The request:
Rewrite each line of the data below, replacing "snug bounding boxes" with "tight bounding boxes" wherever it occurs and leaving everything else unchanged.

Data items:

Begin

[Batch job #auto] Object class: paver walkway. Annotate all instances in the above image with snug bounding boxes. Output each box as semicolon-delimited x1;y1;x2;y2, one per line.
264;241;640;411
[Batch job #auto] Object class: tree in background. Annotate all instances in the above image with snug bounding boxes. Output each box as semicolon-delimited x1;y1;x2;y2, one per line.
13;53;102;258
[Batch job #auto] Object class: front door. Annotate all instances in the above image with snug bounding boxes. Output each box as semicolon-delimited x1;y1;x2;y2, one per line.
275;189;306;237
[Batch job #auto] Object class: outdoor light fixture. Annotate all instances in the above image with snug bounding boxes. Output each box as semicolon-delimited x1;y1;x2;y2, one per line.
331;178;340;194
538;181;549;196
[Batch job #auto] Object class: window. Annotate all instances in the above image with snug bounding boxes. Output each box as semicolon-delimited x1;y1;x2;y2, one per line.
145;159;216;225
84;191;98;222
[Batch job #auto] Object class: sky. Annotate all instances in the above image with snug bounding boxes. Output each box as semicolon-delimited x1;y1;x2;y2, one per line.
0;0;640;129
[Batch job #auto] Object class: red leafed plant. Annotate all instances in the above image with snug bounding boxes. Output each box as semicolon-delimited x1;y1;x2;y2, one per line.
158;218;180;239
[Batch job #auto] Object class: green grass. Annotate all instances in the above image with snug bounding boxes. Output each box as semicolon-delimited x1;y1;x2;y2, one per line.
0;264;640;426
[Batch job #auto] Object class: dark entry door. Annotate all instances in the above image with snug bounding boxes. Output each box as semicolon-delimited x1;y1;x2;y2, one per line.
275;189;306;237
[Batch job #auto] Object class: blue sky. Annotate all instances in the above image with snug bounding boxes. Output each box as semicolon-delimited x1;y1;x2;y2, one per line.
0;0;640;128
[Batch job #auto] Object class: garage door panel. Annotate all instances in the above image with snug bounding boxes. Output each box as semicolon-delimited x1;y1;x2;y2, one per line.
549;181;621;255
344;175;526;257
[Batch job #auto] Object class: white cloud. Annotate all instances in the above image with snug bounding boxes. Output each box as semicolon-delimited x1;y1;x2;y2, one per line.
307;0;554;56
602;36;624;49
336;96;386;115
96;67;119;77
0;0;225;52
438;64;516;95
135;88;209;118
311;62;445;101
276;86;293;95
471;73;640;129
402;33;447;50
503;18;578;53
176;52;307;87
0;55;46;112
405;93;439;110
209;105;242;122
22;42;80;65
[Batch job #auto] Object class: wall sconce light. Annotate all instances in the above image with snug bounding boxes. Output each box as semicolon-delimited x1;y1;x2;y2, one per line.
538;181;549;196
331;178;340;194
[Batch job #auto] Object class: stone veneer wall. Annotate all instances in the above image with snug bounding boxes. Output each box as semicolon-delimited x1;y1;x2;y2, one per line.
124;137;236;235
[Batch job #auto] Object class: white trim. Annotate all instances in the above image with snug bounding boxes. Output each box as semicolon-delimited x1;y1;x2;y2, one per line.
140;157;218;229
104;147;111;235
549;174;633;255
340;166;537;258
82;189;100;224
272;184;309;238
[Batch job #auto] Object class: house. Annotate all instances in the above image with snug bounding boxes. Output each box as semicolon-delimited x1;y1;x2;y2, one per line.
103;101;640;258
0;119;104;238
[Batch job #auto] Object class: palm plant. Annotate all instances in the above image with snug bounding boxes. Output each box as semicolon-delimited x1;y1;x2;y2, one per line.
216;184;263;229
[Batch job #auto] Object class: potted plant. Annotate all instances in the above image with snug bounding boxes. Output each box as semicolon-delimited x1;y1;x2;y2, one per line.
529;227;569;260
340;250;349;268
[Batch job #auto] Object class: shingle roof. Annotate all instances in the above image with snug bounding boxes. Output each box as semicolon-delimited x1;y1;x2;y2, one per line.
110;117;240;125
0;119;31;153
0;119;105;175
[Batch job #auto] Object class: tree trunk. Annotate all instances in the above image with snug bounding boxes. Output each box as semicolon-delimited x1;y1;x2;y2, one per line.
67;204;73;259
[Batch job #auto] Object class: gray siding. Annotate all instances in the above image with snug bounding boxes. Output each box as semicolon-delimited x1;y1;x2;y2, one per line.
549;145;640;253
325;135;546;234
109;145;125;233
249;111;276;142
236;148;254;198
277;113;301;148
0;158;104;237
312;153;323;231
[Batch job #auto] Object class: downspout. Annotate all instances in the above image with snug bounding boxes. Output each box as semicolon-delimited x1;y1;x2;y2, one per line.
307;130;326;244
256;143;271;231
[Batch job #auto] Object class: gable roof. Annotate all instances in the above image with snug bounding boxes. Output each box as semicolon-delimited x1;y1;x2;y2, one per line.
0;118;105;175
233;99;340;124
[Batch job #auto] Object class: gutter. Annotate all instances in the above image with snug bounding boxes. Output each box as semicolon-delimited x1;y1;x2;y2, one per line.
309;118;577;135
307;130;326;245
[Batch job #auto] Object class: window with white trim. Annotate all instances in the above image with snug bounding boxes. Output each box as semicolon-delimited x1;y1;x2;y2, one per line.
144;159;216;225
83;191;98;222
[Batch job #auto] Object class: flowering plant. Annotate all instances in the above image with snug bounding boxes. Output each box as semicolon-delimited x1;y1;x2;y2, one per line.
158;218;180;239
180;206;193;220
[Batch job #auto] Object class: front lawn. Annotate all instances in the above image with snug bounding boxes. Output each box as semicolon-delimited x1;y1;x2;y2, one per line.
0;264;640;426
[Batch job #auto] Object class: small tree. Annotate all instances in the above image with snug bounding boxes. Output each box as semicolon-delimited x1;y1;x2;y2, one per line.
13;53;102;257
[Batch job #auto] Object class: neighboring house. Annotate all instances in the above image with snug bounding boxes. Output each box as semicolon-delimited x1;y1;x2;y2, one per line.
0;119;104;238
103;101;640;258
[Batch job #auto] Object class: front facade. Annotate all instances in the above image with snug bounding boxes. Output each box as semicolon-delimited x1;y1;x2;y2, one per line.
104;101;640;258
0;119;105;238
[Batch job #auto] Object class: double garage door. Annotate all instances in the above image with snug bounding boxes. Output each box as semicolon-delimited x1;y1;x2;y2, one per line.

End

Full output:
[Batch job #auto] Object class: paver walkway. Annotate all instances in the above image with tight bounding boxes. Output each box as semicolon-delimited x1;y1;x2;y2, one per line.
264;241;640;411
[Batch job #auto] Object class: tree in background. Annotate all instances in the above image with tight bounding boxes. Output each box as semicolon-delimited x1;y1;x2;y2, one per line.
13;53;102;258
[Batch job #auto] Object class: front door. Annotate all instances in the above image with tight bounding boxes. Output each box as semicolon-delimited x1;y1;x2;y2, one per line.
275;189;306;237
[Batch job #auto] Object class: outdoor light fixture. Annotate all instances in the above image with tight bounding boxes. Output each box as semicolon-delimited x1;y1;x2;y2, one per line.
331;178;340;194
538;181;549;196
[Batch job #auto] Object class: window. Annotate all instances in the above image with tight bounding boxes. Output each box as semicolon-delimited x1;y1;x2;y2, one per line.
145;159;216;225
84;191;98;222
[Batch job #auto] Object class: sky. Annotate all instances in the above image with tight bounding boxes. Output each box as semicolon-delimited x1;y1;x2;y2, one per line.
0;0;640;129
[Batch job #auto] Object class: red leafed plant. Annotate all instances in the above image with tight bounding boxes. Output each box as semicolon-delimited x1;y1;x2;y2, one per line.
158;218;180;239
[Batch job #auto] Object class: green grass. Annotate all instances in the above image with tight bounding boxes. Output each box as semicolon-delimited x1;y1;x2;y2, one per line.
0;264;640;426
[Batch job #auto] Object class: dark entry door. Annotate all instances in the above image with tight bounding boxes. Output each box as semicolon-delimited x1;y1;x2;y2, one per line.
275;189;306;237
[Batch job #auto] Object class: blue sky. Annotate all instances in the above image with tight bounding boxes. Output each box as semicolon-delimited x1;y1;x2;y2, one per line.
0;0;640;128
[Batch job #auto] Object class: garage door panel. Annotate all instances in the above image with tight bounding boxes. Output each box as semicolon-delimited x1;y1;x2;y2, one per line.
549;181;621;255
344;175;526;257
[Batch job #auto] Object class: white cloud. Annotate all instances in the above image with tight bounding boxes. Output each box as semicolon-delimited x1;y1;x2;y2, one per line.
307;0;554;56
602;36;624;49
336;96;386;115
96;67;119;77
0;0;225;52
438;64;516;95
135;88;209;118
311;62;445;101
276;86;293;95
471;73;640;129
402;33;447;50
503;18;578;53
176;52;307;87
0;55;46;112
405;93;439;110
209;105;242;122
22;42;80;65
[Batch job #auto] Object class: wall sconce light. Annotate all instances in the above image with tight bounding boxes. Output each box as semicolon-delimited x1;y1;x2;y2, one per line.
538;181;549;196
331;178;340;194
[Batch job #auto] Object class: stone veneer wall. Annotate all instances in the above image with tight bounding boxes. Output each box as semicolon-delimited x1;y1;x2;y2, one per line.
124;137;236;235
[Batch job #auto] Object class: white trim. Annotate all instances in the above image with tight bounding boxes. Output each box as semicolon-delimited x1;y1;x2;y2, one per line.
140;157;218;229
104;147;111;235
549;174;633;255
340;166;537;258
82;189;100;224
272;184;309;238
[Batch job #auto] Object class: house. Annotate all instances in the above image with tight bounding boxes. Output each box as semicolon-delimited x1;y1;x2;y2, one per line.
103;101;640;258
0;119;104;238
[Batch job #auto] Object class: palm plant. Annotate all instances in the above image with tight bounding boxes. Output each box as semicolon-delimited x1;y1;x2;y2, one per line.
216;184;263;229
[Batch job #auto] Object class: potted plant. Annotate all instances in the above image with tight bounding boxes. Output each box as semicolon-delimited x1;y1;x2;y2, one per line.
529;227;569;260
340;250;349;268
[Batch job #auto] Object class: shingle roof. Annotate all instances in the above image with tight bounding boxes. Output each box as semicolon-delimited x1;y1;x2;y2, one per line.
110;117;240;125
0;119;31;153
0;119;105;175
[Batch job #auto] Object class: tree trunk. Annotate all instances in the above image with tight bounding boxes. Output each box as semicolon-delimited x1;y1;x2;y2, one per line.
67;204;73;259
[Batch job #auto] Object class: gray siding. Annotate all instances in the above image with tight bounding boxes. Output each box as semicolon-delimited x1;y1;x2;y2, one per line.
549;145;640;253
325;135;546;234
109;145;125;233
249;111;276;142
236;148;254;198
277;113;301;148
0;158;104;237
312;153;323;231
[Batch job #auto] Object class: downspout. Annotate all instances in the above image with tight bounding boxes. Output each box as semicolon-delimited x1;y1;x2;y2, one per line.
307;130;326;244
256;143;271;231
[Batch job #auto] Object class: gable roof. Annotate all instances in the above image with tight bounding boxes. Output each box as semicolon-delimited x1;y1;x2;y2, one per line.
0;118;105;175
233;99;340;124
[Batch job #auto] Object class: gutter. Annotate all instances in the above image with tight bounding boxes. Output each box as semicolon-delimited x1;y1;x2;y2, one per line.
309;118;577;135
307;130;326;245
[Batch job #auto] Object class: window with white trim. Annotate all instances in the above image with tight bounding boxes. Output each box as semicolon-delimited x1;y1;x2;y2, one per line.
144;159;216;225
83;191;98;222
[Batch job #auto] Object class: flowering plant. Annotate all instances in the above image with tight bounding boxes. Output each box as semicolon-delimited x1;y1;x2;y2, one per line.
158;218;180;239
180;206;193;220
[Batch job #auto] Object class: front lawn. Annotate all instances in the above image with tight bounding boxes. Output each box as semicolon-delimited x1;y1;x2;y2, one per line.
0;264;640;426
[Batch job #auto] Object class: small tree. Annotate all instances in the above image with tight bounding boxes. Output each box as semicolon-delimited x1;y1;x2;y2, one per line.
13;53;102;257
[Batch job #auto] Object class: neighboring house. Annotate all instances in the above image with tight bounding boxes. Output each box as semicolon-delimited x1;y1;x2;y2, one per line.
0;119;104;238
103;101;640;258
[Batch job #auto] Object class: front facade. Annotate all instances in the above image with tight bounding boxes. Output each box as semicolon-delimited x1;y1;x2;y2, one per line.
104;101;640;258
0;119;105;238
[Batch job #auto] Object class: double garage door. Annotate all instances in the above image with tight bounding boxes. Output each box as semicolon-delimited x1;y1;x2;y2, one per line.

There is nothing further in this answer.